Point localization data
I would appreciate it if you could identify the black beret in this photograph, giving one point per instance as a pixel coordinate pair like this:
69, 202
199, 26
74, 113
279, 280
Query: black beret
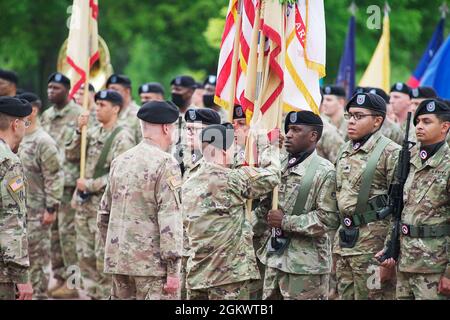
10, 76
401, 87
119, 79
109, 95
431, 106
205, 116
220, 136
360, 90
423, 93
335, 91
367, 100
151, 87
211, 79
159, 112
184, 81
302, 118
59, 78
238, 112
15, 107
380, 92
29, 96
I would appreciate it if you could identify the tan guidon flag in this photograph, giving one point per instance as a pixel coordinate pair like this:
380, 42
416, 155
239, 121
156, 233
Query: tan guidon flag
82, 47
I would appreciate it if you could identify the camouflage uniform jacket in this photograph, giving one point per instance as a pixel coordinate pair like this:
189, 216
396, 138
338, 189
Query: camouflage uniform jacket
96, 138
220, 235
129, 120
190, 171
392, 131
145, 229
44, 172
309, 250
349, 172
14, 261
330, 142
427, 202
60, 125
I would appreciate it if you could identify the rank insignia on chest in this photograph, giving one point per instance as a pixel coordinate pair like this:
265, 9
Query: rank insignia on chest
174, 182
15, 184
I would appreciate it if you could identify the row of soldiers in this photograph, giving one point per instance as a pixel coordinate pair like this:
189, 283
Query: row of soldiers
165, 233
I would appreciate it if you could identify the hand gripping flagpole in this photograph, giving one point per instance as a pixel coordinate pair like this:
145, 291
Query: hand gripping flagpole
86, 108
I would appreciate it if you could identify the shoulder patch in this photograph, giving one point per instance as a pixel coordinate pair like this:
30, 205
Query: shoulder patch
174, 182
250, 172
15, 184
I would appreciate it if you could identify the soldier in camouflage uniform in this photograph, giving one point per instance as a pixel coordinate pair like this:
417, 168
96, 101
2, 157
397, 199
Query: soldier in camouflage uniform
182, 89
79, 96
389, 129
209, 86
298, 257
45, 176
241, 129
196, 120
222, 260
14, 260
140, 215
151, 91
60, 122
333, 107
420, 94
424, 262
127, 116
330, 142
104, 143
364, 171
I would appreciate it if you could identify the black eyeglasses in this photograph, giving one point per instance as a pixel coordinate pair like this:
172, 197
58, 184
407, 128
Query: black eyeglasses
357, 116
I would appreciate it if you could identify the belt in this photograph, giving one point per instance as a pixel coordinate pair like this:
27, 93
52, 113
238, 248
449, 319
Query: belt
425, 231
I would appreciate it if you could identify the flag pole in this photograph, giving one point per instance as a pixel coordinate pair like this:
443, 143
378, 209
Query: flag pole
86, 108
280, 110
257, 102
235, 61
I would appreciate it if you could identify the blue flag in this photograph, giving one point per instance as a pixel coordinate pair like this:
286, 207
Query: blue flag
346, 75
433, 46
437, 74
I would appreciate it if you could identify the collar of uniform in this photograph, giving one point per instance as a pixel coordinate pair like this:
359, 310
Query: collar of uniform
434, 161
150, 143
300, 168
370, 144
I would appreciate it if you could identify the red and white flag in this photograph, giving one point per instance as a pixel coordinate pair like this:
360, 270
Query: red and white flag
225, 84
82, 47
248, 21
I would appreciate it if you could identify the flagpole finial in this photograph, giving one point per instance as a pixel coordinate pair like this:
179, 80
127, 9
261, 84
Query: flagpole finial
353, 8
387, 8
444, 9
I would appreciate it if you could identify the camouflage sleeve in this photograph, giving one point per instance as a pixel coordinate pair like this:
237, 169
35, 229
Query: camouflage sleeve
170, 218
52, 173
259, 214
105, 207
73, 147
122, 143
321, 220
255, 182
13, 235
392, 151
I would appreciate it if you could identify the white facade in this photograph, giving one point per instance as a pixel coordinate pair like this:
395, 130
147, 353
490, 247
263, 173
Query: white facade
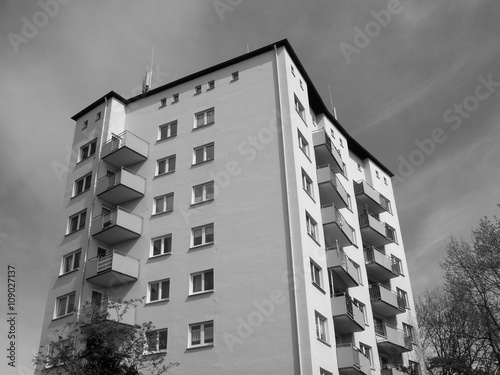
238, 210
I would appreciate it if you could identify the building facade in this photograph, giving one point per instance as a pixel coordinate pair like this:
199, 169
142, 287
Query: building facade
263, 236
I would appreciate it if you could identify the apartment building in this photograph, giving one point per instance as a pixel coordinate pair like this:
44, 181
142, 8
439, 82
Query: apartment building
263, 236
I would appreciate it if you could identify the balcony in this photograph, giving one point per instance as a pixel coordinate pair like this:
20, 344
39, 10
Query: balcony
366, 195
392, 340
113, 269
342, 267
111, 307
116, 226
331, 190
379, 266
121, 186
325, 151
386, 302
125, 149
375, 232
351, 361
347, 317
337, 231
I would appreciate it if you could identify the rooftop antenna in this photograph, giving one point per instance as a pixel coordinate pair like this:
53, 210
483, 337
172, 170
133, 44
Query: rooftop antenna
148, 79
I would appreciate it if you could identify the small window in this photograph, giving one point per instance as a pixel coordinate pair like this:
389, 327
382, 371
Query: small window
202, 235
201, 334
71, 262
204, 118
203, 153
312, 227
77, 222
164, 203
166, 165
203, 192
65, 305
321, 327
159, 290
88, 150
303, 144
167, 131
157, 341
161, 245
202, 282
82, 184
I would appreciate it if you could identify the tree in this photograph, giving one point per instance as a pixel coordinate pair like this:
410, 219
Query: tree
99, 345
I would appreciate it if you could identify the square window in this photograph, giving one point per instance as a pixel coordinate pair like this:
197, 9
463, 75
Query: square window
201, 334
167, 130
164, 203
202, 235
203, 153
161, 245
202, 282
70, 262
159, 290
203, 192
65, 305
165, 165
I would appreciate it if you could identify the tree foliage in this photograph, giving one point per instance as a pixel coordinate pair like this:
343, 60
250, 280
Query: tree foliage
99, 345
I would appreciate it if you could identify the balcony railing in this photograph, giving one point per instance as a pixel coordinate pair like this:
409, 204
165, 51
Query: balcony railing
386, 302
374, 231
125, 149
367, 195
336, 229
121, 186
116, 226
350, 360
380, 266
330, 188
325, 151
112, 269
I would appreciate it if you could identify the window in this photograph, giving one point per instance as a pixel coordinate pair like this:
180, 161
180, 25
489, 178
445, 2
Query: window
161, 245
157, 340
307, 184
202, 282
65, 305
77, 222
316, 274
204, 118
299, 108
71, 262
312, 227
201, 334
303, 144
88, 150
82, 184
321, 327
203, 153
165, 203
159, 290
167, 130
202, 235
203, 192
165, 165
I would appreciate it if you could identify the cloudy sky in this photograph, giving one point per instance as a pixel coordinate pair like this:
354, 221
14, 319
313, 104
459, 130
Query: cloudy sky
417, 82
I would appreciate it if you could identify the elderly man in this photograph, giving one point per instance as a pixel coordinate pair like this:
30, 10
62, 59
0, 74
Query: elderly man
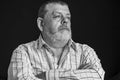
54, 56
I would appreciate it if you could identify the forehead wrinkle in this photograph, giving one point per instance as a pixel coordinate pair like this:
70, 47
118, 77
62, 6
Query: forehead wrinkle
57, 8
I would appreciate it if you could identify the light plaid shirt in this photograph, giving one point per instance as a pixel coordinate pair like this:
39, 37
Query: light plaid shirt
35, 61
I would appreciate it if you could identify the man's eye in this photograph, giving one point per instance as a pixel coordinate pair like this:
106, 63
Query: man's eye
57, 16
69, 18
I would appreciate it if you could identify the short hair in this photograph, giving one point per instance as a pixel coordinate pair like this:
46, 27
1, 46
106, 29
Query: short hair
42, 10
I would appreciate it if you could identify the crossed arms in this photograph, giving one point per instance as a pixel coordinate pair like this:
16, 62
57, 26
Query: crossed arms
90, 68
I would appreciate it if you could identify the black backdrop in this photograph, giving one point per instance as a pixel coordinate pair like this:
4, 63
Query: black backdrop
94, 22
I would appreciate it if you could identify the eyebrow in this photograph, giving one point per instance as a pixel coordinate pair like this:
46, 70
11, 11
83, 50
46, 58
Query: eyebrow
54, 12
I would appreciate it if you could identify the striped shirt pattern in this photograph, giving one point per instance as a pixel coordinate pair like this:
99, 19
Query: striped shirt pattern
35, 61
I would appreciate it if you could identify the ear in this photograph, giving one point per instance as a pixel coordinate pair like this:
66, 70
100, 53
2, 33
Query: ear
39, 23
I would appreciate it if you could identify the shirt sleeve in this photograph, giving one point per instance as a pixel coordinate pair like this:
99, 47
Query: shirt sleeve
20, 67
90, 67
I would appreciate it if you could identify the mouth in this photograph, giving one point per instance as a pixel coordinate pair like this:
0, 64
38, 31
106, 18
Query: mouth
63, 28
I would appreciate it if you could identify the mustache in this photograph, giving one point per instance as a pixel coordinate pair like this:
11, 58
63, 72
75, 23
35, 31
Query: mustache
62, 27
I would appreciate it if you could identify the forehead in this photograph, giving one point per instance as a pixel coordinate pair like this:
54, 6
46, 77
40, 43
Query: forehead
54, 7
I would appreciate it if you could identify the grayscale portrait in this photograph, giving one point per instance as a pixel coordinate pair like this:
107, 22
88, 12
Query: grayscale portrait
55, 55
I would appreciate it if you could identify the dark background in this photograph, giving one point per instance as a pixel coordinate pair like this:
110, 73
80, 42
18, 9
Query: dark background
94, 22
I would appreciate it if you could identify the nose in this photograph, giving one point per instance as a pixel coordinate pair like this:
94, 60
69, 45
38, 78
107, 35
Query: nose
64, 21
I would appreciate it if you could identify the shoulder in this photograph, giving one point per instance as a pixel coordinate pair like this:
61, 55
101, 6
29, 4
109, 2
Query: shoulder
24, 47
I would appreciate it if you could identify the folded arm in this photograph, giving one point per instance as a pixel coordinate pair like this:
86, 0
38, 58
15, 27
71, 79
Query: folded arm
90, 67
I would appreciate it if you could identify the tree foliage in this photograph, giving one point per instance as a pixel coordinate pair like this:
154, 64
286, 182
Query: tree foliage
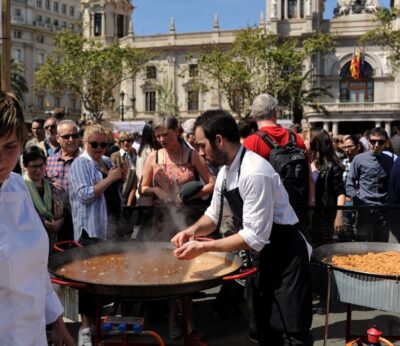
89, 69
259, 62
385, 35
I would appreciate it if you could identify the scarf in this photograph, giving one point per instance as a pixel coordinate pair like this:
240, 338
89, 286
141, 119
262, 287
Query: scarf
43, 206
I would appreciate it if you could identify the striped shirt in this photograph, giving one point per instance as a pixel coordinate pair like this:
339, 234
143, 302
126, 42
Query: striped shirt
57, 169
88, 211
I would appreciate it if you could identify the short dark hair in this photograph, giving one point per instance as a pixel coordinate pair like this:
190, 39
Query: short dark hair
379, 131
32, 153
218, 122
39, 121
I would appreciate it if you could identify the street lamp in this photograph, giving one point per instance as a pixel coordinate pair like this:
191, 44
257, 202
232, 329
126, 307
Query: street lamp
133, 104
121, 105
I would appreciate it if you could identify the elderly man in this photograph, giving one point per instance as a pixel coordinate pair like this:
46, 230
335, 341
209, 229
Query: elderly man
58, 166
260, 204
270, 134
50, 144
37, 132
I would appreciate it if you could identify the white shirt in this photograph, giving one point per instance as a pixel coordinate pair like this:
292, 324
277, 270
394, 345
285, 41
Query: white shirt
265, 200
27, 299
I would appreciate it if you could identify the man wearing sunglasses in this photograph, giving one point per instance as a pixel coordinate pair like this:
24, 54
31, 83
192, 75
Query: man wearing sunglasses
50, 145
57, 169
367, 185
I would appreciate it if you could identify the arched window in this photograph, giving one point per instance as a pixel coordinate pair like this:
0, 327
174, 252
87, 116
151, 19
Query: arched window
357, 90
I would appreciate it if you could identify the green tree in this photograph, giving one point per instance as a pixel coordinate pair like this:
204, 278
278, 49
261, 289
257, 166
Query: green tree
88, 69
259, 62
385, 35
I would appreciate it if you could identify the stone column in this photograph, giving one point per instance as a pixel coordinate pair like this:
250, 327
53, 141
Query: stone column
388, 128
298, 8
286, 9
103, 24
335, 128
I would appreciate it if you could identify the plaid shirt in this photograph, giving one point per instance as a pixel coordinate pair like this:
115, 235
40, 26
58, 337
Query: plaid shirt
57, 169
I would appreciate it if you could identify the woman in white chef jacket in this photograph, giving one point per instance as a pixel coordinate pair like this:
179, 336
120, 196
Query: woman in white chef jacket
27, 299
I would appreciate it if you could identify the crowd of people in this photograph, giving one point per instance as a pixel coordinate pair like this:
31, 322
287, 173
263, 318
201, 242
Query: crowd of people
86, 181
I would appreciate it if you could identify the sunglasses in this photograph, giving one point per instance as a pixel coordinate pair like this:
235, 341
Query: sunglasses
72, 136
94, 145
375, 141
36, 166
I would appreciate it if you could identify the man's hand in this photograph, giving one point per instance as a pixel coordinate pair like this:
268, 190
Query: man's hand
181, 238
60, 334
190, 250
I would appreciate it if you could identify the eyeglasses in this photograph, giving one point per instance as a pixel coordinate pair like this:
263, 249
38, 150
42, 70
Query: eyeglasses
96, 144
377, 141
36, 166
72, 136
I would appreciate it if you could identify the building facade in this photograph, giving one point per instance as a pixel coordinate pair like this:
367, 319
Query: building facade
33, 25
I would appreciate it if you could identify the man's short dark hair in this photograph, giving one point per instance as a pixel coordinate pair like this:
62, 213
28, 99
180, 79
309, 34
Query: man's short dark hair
378, 131
218, 122
40, 121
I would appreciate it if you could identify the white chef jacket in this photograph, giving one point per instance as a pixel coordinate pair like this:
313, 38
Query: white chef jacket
265, 199
27, 299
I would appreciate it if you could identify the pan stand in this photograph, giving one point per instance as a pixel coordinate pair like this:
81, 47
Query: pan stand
328, 299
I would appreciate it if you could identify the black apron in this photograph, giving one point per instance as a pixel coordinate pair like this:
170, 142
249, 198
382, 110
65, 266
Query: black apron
282, 295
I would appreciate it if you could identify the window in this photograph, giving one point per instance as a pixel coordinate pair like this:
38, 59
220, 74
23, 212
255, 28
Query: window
120, 25
357, 90
97, 24
150, 99
193, 70
41, 102
40, 58
193, 100
151, 72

**Exercise aim**
Please provide an exact transcription of each line from the one holding "Query: black apron" through the final line of the data above.

**Solution below**
Query: black apron
282, 295
I would appreciate it if you could identify the window in this photograph, giving one point per instance as a pixel coordinate pair like this:
38, 59
220, 74
23, 212
255, 28
Query: window
120, 25
357, 90
97, 24
150, 99
193, 70
41, 102
40, 58
193, 100
151, 72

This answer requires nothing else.